▶ [TASK PROMPT] Among the records below, how many lines contain "oven"? State the number and nothing more.
--- EXERCISE DATA Enclosed Below ---
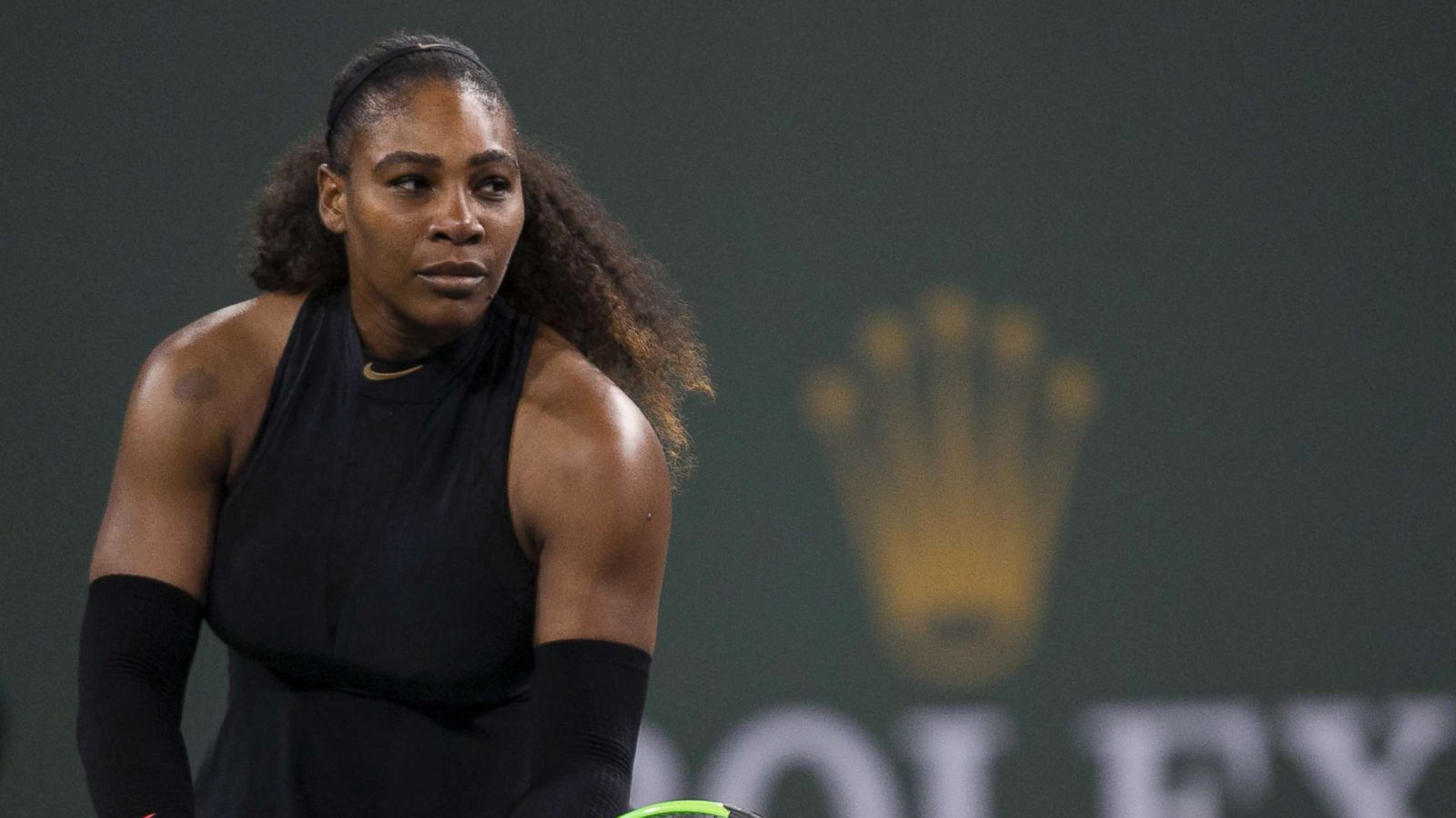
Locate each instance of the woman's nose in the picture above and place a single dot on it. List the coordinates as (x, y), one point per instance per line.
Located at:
(456, 221)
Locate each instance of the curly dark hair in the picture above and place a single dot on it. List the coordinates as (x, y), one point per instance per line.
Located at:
(574, 267)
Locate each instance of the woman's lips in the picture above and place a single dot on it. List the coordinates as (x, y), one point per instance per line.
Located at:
(453, 278)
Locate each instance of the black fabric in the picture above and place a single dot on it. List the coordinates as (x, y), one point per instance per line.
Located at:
(587, 699)
(137, 642)
(369, 585)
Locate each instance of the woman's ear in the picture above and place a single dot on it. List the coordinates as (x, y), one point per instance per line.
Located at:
(331, 198)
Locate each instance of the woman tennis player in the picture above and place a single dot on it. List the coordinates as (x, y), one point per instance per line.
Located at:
(420, 487)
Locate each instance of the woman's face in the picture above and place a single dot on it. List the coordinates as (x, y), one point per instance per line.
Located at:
(430, 213)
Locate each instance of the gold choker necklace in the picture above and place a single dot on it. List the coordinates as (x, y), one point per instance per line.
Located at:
(371, 374)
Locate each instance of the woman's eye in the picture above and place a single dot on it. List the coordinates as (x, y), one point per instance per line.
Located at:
(495, 185)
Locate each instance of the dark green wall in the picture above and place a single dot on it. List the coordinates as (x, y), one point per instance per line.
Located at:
(1238, 214)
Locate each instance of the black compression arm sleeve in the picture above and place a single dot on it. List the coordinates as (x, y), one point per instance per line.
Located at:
(587, 699)
(137, 643)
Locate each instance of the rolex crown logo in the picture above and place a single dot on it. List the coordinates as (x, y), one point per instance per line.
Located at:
(953, 443)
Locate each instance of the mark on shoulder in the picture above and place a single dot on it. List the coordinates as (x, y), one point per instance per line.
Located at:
(196, 386)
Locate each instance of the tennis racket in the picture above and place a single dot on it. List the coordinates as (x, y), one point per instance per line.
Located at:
(688, 808)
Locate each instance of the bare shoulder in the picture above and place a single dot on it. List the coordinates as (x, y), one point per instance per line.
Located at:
(240, 334)
(213, 376)
(579, 441)
(196, 393)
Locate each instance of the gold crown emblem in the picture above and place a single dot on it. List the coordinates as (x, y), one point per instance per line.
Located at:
(953, 450)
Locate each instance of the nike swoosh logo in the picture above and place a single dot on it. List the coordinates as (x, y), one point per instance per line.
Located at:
(371, 374)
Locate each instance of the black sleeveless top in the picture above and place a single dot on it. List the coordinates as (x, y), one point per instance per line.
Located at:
(368, 581)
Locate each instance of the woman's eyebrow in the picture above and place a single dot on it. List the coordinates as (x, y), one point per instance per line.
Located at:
(431, 160)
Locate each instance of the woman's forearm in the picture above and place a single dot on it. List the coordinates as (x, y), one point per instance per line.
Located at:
(137, 642)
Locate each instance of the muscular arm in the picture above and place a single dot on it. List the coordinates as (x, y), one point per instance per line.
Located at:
(147, 572)
(597, 505)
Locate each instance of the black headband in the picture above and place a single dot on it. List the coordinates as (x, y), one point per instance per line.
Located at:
(342, 96)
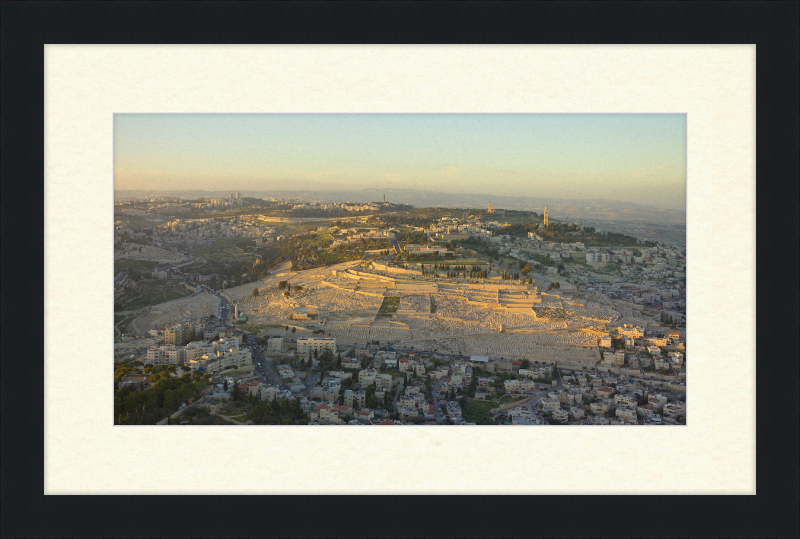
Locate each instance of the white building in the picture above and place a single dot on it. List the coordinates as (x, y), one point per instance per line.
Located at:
(306, 345)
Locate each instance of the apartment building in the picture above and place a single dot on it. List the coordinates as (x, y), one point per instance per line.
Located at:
(306, 345)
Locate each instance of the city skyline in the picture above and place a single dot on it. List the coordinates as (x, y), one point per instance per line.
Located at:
(638, 158)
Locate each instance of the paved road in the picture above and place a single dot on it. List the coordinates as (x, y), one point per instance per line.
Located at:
(269, 369)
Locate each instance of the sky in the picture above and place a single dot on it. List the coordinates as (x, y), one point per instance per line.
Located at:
(637, 158)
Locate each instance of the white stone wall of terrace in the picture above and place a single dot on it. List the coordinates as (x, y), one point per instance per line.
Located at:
(177, 311)
(414, 304)
(150, 253)
(501, 346)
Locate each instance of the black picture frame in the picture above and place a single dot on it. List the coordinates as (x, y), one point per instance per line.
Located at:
(772, 26)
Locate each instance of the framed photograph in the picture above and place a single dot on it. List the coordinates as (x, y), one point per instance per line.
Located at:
(90, 90)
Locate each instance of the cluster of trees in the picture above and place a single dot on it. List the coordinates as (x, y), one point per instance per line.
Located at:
(164, 397)
(278, 412)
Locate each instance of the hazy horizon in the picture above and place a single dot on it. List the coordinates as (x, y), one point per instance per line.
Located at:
(638, 158)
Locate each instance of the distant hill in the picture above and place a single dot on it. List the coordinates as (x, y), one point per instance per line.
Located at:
(610, 210)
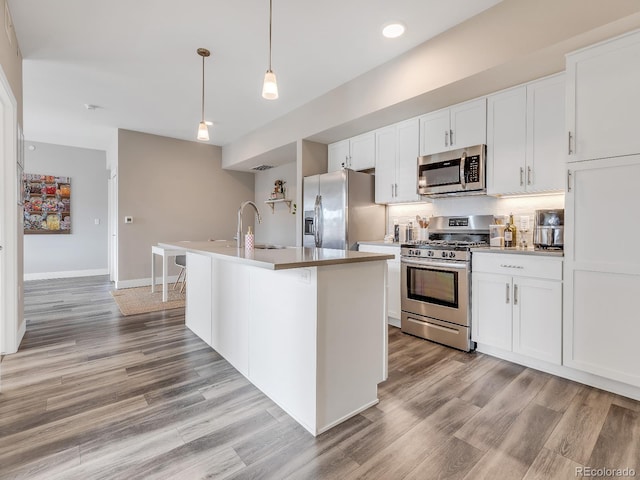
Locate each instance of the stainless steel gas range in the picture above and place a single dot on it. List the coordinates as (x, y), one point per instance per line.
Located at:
(436, 280)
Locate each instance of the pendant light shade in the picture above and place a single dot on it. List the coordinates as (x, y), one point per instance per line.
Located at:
(203, 131)
(270, 86)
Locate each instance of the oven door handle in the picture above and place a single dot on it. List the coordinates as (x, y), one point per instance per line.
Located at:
(429, 263)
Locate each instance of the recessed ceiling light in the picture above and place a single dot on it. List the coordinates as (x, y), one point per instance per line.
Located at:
(393, 30)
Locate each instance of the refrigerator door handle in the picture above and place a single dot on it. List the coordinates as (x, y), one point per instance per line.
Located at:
(317, 209)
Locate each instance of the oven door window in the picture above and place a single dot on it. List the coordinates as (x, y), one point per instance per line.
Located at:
(443, 173)
(428, 285)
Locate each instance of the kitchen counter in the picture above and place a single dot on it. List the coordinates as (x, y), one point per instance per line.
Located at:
(278, 258)
(289, 320)
(519, 251)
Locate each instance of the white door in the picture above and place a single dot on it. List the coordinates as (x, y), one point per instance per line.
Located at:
(385, 177)
(434, 132)
(602, 269)
(338, 156)
(546, 141)
(468, 124)
(537, 318)
(491, 310)
(363, 152)
(506, 141)
(407, 161)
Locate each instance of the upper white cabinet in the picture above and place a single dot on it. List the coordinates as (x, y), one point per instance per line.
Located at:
(525, 138)
(396, 162)
(603, 99)
(459, 126)
(357, 153)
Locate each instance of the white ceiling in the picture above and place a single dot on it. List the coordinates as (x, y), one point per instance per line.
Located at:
(137, 60)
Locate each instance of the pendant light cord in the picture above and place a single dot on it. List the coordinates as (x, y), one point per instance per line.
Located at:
(270, 22)
(203, 88)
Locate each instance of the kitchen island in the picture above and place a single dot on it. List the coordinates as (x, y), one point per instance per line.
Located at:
(307, 326)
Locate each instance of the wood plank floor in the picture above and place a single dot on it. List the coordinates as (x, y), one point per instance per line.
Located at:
(95, 395)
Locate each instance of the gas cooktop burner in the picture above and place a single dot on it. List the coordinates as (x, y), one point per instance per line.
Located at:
(449, 244)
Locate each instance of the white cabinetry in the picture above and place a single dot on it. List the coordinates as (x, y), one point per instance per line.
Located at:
(602, 325)
(525, 138)
(603, 99)
(393, 279)
(459, 126)
(396, 155)
(517, 304)
(357, 153)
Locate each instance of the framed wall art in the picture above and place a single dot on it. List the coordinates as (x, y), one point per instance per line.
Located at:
(47, 204)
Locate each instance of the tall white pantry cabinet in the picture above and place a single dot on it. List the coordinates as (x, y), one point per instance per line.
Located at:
(602, 264)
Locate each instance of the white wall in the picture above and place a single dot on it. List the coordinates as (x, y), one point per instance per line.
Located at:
(278, 227)
(84, 251)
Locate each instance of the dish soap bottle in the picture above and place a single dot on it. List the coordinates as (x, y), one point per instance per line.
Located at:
(248, 241)
(510, 233)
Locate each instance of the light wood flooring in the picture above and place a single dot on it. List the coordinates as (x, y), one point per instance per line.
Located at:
(92, 394)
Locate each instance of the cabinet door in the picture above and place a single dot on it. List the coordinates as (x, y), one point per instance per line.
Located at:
(407, 161)
(469, 124)
(603, 99)
(385, 178)
(393, 289)
(491, 310)
(537, 319)
(434, 132)
(338, 156)
(363, 152)
(506, 141)
(602, 280)
(546, 142)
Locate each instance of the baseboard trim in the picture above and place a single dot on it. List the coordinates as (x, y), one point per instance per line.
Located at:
(144, 282)
(67, 274)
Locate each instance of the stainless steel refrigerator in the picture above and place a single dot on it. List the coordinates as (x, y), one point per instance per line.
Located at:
(340, 210)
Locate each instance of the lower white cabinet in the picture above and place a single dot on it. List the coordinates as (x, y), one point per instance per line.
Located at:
(517, 304)
(393, 279)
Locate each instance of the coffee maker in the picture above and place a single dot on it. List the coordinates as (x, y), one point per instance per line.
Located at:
(548, 231)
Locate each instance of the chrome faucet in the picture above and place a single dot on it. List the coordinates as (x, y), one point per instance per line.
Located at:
(239, 232)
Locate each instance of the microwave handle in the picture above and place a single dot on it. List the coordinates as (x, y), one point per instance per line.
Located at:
(463, 159)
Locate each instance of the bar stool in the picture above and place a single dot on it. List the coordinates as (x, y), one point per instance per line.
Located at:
(181, 261)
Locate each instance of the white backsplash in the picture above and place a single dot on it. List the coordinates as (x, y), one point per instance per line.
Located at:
(476, 205)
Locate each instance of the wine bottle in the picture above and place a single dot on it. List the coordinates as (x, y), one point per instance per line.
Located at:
(510, 233)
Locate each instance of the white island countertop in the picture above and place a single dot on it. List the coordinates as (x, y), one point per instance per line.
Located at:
(276, 258)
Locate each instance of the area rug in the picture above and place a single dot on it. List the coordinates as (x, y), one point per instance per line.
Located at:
(132, 301)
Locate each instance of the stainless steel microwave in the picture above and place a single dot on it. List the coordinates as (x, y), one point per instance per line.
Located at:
(456, 172)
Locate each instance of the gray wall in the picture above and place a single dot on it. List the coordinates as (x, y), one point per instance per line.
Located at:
(174, 190)
(279, 226)
(84, 251)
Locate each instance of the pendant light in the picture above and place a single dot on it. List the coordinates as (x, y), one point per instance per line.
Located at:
(203, 131)
(270, 87)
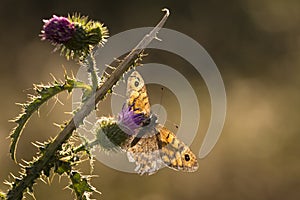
--- End of Enclosed EXERCISE DATA ---
▶ [EXERCISE RESULT] 2